**PROMPT:**
In the listing below, locate the line containing "[indicate] the storefront step" and copy it and every line after it through the end, exactly as written, leaving out any pictures.

++++ GIVEN RECORDS ++++

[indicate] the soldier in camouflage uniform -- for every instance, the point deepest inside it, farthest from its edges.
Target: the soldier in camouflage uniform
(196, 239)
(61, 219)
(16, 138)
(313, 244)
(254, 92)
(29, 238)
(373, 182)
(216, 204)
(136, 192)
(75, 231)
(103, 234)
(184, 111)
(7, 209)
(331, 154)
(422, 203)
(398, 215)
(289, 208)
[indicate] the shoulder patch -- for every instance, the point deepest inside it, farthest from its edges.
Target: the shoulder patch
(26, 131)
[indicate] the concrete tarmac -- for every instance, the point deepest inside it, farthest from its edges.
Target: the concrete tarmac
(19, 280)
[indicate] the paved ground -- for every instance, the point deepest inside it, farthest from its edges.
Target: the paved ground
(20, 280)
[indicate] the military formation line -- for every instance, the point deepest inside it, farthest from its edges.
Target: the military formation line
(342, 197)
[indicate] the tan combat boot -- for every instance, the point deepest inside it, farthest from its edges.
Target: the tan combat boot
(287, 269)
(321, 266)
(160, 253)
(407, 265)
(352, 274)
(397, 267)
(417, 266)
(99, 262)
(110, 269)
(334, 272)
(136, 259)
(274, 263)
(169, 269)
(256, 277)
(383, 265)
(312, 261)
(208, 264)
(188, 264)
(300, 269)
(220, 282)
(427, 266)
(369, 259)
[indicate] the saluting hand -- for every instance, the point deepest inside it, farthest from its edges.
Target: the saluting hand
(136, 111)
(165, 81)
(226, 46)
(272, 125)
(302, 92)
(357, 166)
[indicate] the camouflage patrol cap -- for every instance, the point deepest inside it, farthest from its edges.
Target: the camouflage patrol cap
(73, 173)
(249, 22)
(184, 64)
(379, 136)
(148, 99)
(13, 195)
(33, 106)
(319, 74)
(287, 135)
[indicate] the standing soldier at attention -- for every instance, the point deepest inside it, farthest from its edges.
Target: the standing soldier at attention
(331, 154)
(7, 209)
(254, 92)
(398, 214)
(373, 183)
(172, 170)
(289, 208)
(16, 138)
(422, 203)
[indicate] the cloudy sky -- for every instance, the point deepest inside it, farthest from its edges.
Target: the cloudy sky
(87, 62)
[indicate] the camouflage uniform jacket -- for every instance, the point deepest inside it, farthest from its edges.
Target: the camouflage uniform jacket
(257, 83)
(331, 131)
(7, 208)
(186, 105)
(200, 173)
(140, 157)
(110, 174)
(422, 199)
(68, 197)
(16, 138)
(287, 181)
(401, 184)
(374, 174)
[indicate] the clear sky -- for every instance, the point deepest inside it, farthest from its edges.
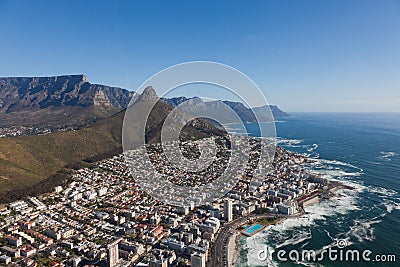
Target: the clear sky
(305, 55)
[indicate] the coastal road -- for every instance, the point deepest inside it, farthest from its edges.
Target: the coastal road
(219, 251)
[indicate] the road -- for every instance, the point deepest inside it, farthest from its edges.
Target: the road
(219, 251)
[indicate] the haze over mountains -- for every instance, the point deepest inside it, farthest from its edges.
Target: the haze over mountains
(36, 163)
(71, 100)
(33, 164)
(67, 100)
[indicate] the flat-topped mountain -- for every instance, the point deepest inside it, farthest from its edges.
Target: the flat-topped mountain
(29, 164)
(57, 101)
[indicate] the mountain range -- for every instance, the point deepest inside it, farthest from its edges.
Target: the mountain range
(71, 100)
(34, 164)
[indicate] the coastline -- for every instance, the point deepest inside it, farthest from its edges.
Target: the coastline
(233, 250)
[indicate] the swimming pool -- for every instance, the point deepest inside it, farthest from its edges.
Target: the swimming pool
(253, 229)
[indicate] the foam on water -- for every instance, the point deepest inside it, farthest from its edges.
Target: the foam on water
(387, 155)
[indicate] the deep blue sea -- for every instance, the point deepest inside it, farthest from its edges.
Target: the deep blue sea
(360, 149)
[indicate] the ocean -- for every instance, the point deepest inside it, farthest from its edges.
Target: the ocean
(359, 149)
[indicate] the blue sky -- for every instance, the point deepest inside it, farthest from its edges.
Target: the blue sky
(304, 55)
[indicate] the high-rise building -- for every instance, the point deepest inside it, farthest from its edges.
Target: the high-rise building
(198, 260)
(228, 210)
(162, 262)
(112, 253)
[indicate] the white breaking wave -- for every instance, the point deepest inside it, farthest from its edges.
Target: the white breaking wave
(288, 142)
(388, 155)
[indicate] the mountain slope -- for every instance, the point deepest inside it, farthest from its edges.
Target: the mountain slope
(28, 160)
(68, 100)
(245, 114)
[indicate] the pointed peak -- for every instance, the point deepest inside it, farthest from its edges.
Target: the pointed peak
(149, 91)
(149, 94)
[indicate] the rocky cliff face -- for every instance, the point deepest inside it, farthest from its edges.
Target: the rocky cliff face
(19, 93)
(245, 114)
(54, 99)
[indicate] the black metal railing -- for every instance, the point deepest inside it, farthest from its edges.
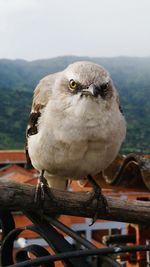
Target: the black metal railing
(49, 229)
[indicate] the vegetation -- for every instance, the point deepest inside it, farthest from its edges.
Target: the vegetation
(18, 78)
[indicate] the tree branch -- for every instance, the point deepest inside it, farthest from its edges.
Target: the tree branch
(15, 197)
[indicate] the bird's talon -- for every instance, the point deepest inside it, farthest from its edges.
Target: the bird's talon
(98, 197)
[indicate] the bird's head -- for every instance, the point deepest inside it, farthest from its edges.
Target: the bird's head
(86, 80)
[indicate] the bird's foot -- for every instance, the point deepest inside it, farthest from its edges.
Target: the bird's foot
(98, 198)
(41, 189)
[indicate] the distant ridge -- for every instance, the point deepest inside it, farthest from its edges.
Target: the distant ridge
(18, 78)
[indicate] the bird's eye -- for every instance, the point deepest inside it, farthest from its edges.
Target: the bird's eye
(104, 86)
(72, 84)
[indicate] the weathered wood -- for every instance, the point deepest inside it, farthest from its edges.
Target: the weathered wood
(16, 196)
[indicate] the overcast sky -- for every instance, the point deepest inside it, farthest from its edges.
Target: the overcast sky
(33, 29)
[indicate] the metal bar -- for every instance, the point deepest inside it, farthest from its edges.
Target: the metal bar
(80, 239)
(81, 253)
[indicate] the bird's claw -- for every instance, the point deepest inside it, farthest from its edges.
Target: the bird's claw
(98, 198)
(41, 188)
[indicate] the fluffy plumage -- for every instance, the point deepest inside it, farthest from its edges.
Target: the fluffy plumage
(76, 126)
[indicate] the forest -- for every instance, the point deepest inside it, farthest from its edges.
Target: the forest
(18, 79)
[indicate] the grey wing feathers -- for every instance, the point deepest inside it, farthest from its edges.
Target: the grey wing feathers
(40, 99)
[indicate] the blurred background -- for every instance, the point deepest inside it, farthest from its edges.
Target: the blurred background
(41, 37)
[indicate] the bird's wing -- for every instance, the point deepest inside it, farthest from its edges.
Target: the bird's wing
(119, 105)
(41, 97)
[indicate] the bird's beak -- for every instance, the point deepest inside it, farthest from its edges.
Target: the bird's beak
(91, 90)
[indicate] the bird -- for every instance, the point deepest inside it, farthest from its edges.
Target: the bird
(76, 125)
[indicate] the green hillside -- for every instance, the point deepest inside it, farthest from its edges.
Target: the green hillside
(18, 78)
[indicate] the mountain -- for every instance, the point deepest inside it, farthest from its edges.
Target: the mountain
(18, 78)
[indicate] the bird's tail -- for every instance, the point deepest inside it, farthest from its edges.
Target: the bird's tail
(56, 181)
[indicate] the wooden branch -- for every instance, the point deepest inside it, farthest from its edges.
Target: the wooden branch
(16, 197)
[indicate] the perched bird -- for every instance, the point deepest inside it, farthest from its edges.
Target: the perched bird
(76, 125)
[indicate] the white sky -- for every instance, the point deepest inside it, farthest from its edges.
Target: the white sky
(33, 29)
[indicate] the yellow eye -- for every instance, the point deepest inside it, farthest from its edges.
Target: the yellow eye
(72, 84)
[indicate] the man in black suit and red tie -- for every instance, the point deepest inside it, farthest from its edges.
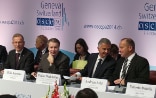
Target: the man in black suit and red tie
(100, 65)
(20, 58)
(130, 67)
(3, 54)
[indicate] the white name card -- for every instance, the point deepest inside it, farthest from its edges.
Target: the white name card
(15, 75)
(47, 78)
(140, 90)
(95, 84)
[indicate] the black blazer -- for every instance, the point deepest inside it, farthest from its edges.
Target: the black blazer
(60, 66)
(3, 54)
(138, 71)
(25, 62)
(104, 72)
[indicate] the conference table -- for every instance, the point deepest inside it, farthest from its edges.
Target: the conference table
(29, 89)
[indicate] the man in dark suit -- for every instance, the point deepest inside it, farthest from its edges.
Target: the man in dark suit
(3, 54)
(41, 45)
(55, 61)
(20, 58)
(131, 67)
(93, 68)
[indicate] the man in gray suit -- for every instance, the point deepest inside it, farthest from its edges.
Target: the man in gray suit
(130, 67)
(54, 61)
(20, 58)
(100, 65)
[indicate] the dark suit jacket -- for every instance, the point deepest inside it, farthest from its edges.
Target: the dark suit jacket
(25, 62)
(3, 54)
(38, 57)
(76, 57)
(60, 66)
(138, 70)
(104, 72)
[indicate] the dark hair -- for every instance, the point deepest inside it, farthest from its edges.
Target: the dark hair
(114, 49)
(86, 93)
(55, 40)
(43, 39)
(83, 43)
(104, 40)
(130, 42)
(7, 96)
(18, 35)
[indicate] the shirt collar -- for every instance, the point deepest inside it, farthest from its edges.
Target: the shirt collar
(20, 51)
(101, 58)
(44, 50)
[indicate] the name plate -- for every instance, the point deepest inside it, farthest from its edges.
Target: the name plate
(47, 78)
(15, 75)
(140, 90)
(95, 84)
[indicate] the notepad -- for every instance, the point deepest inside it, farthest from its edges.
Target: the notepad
(79, 64)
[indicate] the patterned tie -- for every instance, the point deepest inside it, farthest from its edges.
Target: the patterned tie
(97, 68)
(124, 68)
(17, 60)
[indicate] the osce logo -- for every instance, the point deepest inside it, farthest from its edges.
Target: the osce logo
(45, 21)
(150, 26)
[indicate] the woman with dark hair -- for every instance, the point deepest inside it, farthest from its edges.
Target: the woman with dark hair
(81, 50)
(86, 93)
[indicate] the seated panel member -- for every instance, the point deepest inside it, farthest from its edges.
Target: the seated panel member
(130, 67)
(25, 58)
(114, 52)
(81, 49)
(41, 45)
(100, 65)
(55, 61)
(3, 54)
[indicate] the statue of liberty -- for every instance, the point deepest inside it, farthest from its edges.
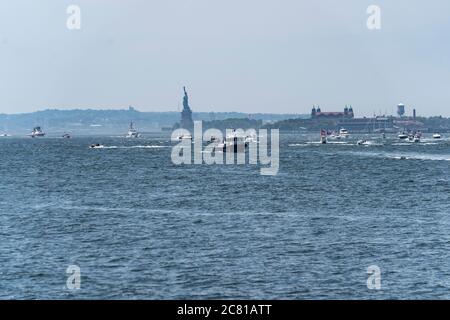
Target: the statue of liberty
(186, 114)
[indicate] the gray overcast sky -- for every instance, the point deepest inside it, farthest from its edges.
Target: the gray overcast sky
(278, 56)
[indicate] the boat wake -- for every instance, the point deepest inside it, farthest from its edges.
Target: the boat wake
(405, 156)
(130, 147)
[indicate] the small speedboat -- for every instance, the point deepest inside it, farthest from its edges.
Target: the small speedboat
(344, 133)
(361, 142)
(96, 146)
(132, 132)
(37, 132)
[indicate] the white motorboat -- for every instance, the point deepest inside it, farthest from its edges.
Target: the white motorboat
(37, 132)
(403, 136)
(132, 132)
(361, 142)
(344, 133)
(323, 137)
(96, 146)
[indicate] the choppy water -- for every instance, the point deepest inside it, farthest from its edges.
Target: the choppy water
(140, 227)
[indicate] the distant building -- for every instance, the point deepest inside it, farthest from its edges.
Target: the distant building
(316, 113)
(186, 114)
(401, 109)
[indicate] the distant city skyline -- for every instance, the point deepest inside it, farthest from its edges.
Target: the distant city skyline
(249, 56)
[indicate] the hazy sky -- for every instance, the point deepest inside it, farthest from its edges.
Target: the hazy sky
(278, 56)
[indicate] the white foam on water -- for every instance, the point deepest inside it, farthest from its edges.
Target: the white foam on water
(405, 156)
(130, 147)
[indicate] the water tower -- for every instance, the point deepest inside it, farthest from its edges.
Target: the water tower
(401, 109)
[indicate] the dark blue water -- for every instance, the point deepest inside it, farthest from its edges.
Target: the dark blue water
(140, 227)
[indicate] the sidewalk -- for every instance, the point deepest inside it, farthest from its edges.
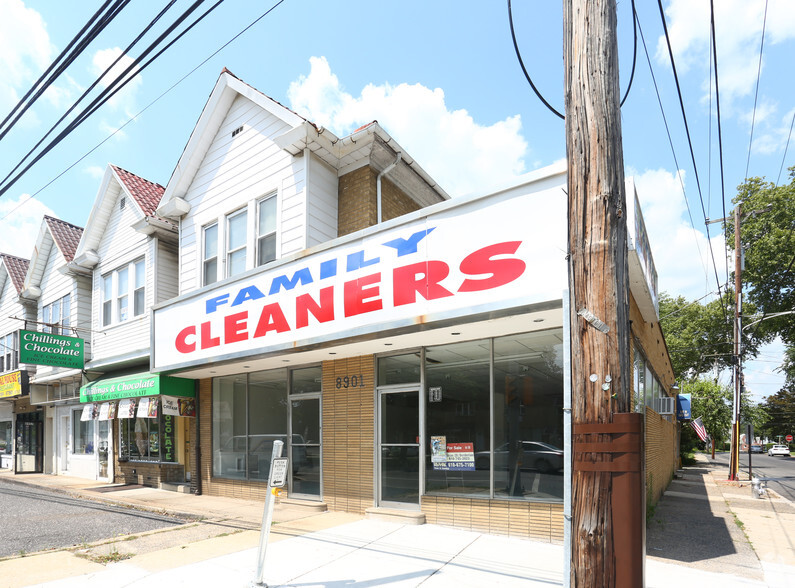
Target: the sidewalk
(704, 546)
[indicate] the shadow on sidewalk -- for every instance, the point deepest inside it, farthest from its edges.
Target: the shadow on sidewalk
(687, 526)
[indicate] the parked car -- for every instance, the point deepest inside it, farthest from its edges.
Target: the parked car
(535, 456)
(778, 450)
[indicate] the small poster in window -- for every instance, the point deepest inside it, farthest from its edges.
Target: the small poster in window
(143, 408)
(439, 449)
(127, 408)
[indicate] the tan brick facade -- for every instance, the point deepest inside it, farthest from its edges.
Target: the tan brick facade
(358, 201)
(348, 435)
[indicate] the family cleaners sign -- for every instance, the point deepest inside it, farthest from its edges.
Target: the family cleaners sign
(476, 257)
(54, 350)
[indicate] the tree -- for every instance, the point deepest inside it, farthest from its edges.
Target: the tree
(767, 236)
(710, 401)
(699, 336)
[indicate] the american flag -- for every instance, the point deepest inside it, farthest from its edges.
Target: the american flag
(698, 427)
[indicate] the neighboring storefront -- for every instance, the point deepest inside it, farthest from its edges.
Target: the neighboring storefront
(136, 425)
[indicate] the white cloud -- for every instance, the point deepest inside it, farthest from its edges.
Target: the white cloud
(738, 26)
(21, 219)
(681, 254)
(460, 154)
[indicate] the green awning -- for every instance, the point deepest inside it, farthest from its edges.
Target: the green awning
(135, 386)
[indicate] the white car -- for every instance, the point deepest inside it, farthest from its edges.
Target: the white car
(778, 450)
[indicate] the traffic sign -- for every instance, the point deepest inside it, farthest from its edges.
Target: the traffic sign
(278, 475)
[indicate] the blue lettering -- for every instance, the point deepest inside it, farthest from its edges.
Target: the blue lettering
(214, 303)
(357, 261)
(407, 246)
(304, 276)
(328, 269)
(248, 293)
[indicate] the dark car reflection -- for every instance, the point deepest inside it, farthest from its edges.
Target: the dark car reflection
(535, 455)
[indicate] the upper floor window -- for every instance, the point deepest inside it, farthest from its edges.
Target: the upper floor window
(119, 288)
(236, 242)
(57, 313)
(266, 230)
(8, 352)
(210, 254)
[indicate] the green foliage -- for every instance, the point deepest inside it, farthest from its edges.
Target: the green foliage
(700, 336)
(768, 240)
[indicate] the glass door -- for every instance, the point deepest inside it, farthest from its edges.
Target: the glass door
(305, 449)
(399, 448)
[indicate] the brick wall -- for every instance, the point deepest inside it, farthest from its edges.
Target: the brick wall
(358, 201)
(348, 435)
(660, 455)
(534, 520)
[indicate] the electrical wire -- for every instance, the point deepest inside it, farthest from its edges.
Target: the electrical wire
(144, 109)
(673, 151)
(690, 144)
(756, 94)
(116, 86)
(68, 56)
(530, 80)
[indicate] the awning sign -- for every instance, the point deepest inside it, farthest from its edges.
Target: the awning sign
(48, 349)
(11, 384)
(136, 386)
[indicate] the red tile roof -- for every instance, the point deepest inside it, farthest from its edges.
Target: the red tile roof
(147, 194)
(17, 269)
(66, 236)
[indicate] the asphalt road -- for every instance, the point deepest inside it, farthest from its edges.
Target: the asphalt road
(34, 519)
(778, 472)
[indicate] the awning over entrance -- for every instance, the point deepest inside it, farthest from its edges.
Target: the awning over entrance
(135, 386)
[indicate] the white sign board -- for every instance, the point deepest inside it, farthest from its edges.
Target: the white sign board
(482, 255)
(278, 477)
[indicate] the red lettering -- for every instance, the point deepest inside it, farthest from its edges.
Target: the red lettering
(501, 271)
(207, 337)
(271, 319)
(359, 298)
(235, 327)
(323, 312)
(422, 278)
(182, 344)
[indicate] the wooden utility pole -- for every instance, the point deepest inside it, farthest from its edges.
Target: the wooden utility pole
(608, 512)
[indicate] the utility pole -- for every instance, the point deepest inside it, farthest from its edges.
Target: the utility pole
(734, 456)
(608, 511)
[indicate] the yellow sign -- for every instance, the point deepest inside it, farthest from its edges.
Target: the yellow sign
(11, 385)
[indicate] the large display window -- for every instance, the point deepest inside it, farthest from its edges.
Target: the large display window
(494, 417)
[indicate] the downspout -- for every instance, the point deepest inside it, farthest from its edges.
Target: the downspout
(385, 171)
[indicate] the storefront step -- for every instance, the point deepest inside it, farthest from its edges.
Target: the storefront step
(395, 515)
(308, 505)
(184, 488)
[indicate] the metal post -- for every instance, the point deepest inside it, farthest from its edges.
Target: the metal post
(267, 518)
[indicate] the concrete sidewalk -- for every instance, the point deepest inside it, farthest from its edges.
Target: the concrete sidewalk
(338, 549)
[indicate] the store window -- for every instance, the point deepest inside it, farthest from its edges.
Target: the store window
(8, 352)
(83, 435)
(509, 387)
(236, 242)
(152, 439)
(249, 414)
(210, 254)
(57, 314)
(266, 230)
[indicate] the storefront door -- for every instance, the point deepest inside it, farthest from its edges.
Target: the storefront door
(399, 447)
(305, 448)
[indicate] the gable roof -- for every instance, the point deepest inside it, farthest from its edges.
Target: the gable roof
(16, 268)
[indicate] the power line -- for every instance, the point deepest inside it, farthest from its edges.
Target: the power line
(145, 108)
(690, 144)
(756, 94)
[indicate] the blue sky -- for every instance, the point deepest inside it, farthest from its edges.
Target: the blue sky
(442, 78)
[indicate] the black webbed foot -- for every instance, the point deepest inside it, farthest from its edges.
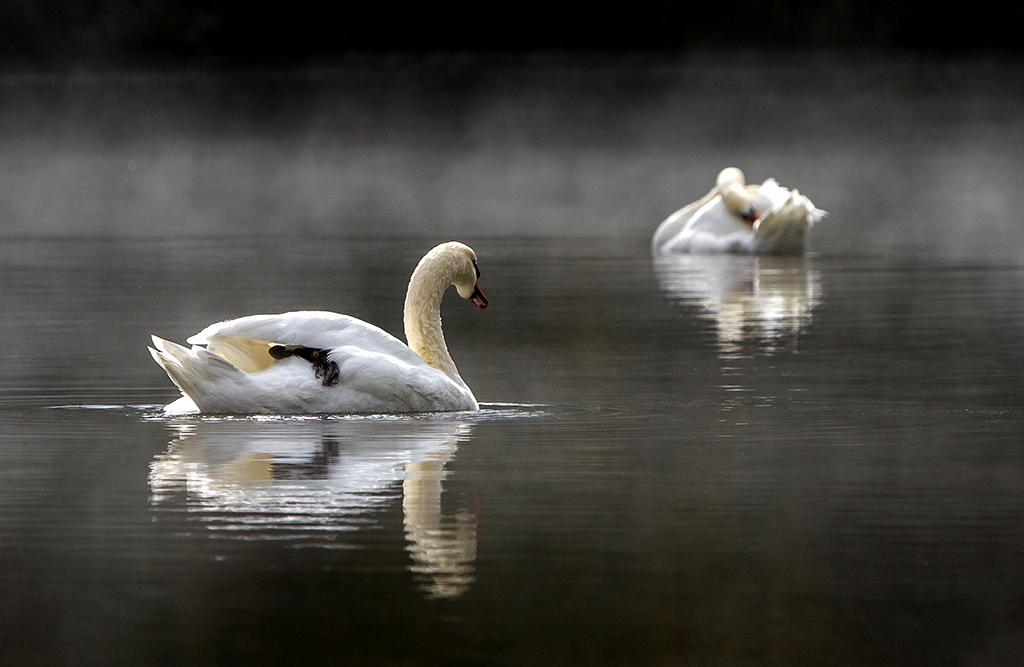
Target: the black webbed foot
(324, 369)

++++

**RESPONSE TO THE EXERCISE:**
[indicate] the storefront step -- for every instance, the point deepest inside it, farthest from its edges.
Target: the storefront step
(395, 515)
(308, 505)
(184, 488)
[indicate] the metal post -- for every instance, the point deepest inside it, farthest from its edges.
Target: the metal post
(267, 518)
[indicate] the concrete sidewalk -- for every instance, the point deepest inside it, farthest from its edges.
Target: the concrete sidewalk
(338, 549)
[indicate] the store window -- for every instance, the point deepest inside it, farthest from its edges.
Target: the store window
(8, 352)
(83, 435)
(509, 387)
(236, 242)
(152, 439)
(249, 414)
(210, 254)
(57, 314)
(266, 230)
[indicate] the storefront door -- for every instance, the point deepest inside it, farthest from its edges.
Target: the storefront door
(399, 447)
(305, 448)
[indicate] the gable roof -- for every instance, the point deepest inside it, farthest from its edges.
Target: the gable roof
(16, 268)
[indicate] the power line -- for every instance, the point deepest inside it, farthest from its edges.
Target: the power line
(145, 108)
(690, 144)
(756, 94)
[indicate] the blue sky -- for every instance, the point deepest inside it, farthest from its edges.
Target: the blue sky
(442, 78)
[indicate] the black webbed foot -- for every instance, the point deepest inside it, farthest from its edges.
Target: the black webbed foot
(324, 369)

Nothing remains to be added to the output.